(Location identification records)

──────

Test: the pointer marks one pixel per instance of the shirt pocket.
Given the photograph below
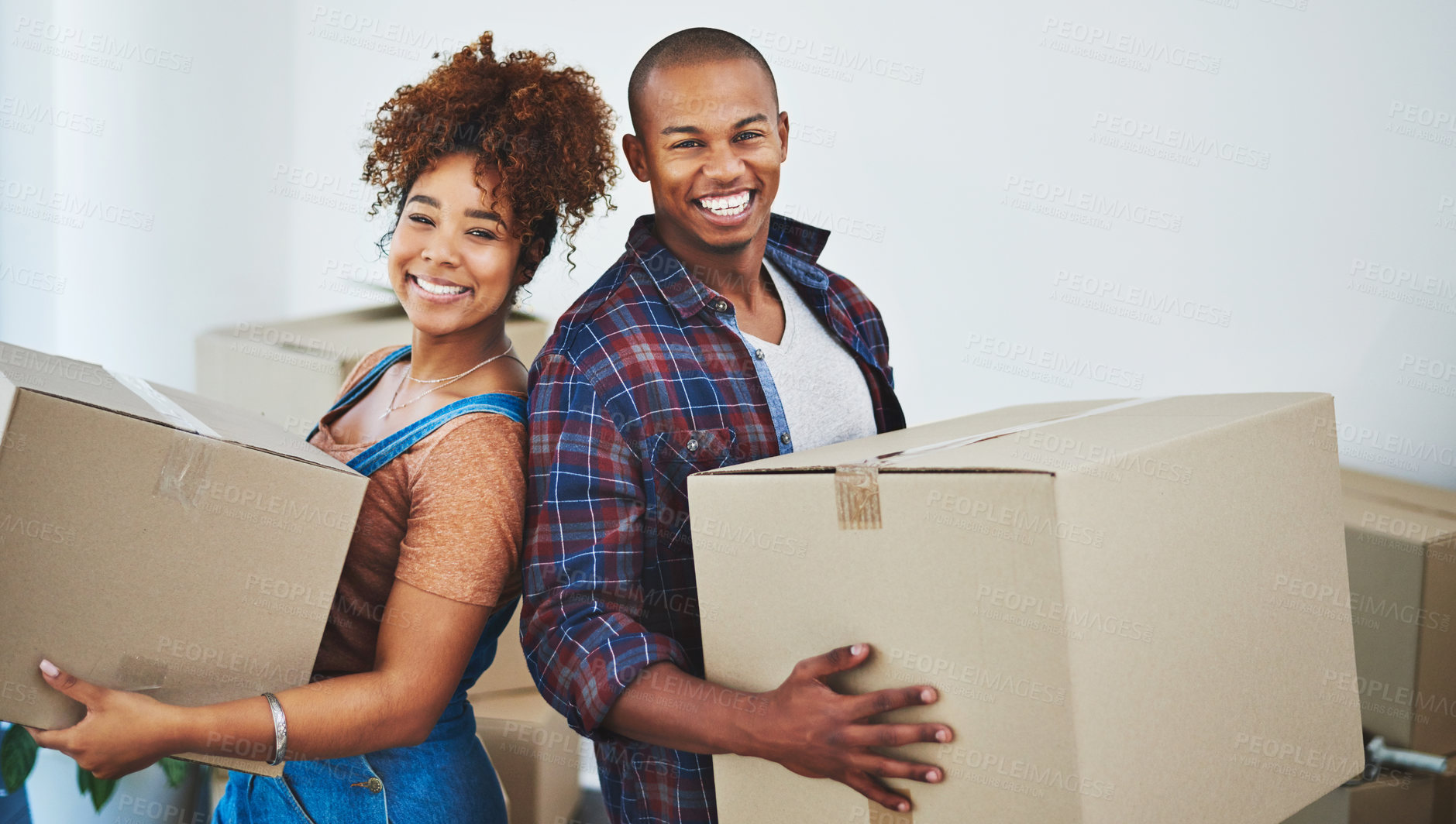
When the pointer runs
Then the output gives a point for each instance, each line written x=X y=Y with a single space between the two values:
x=672 y=456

──────

(WHAT IS NEEDED) Rewrite each of the records with every "pointer" changed to "locator" and all other wording kept as is. Omit the pictures from your version.

(ANSWER FOR THIS EXERCISE)
Test: the locator marks one pixel per instance of the shirt pocket.
Given the photograph below
When the locator runs
Then the output gives a point for each instance, each line written x=X y=Y with a single space between the two values:
x=672 y=456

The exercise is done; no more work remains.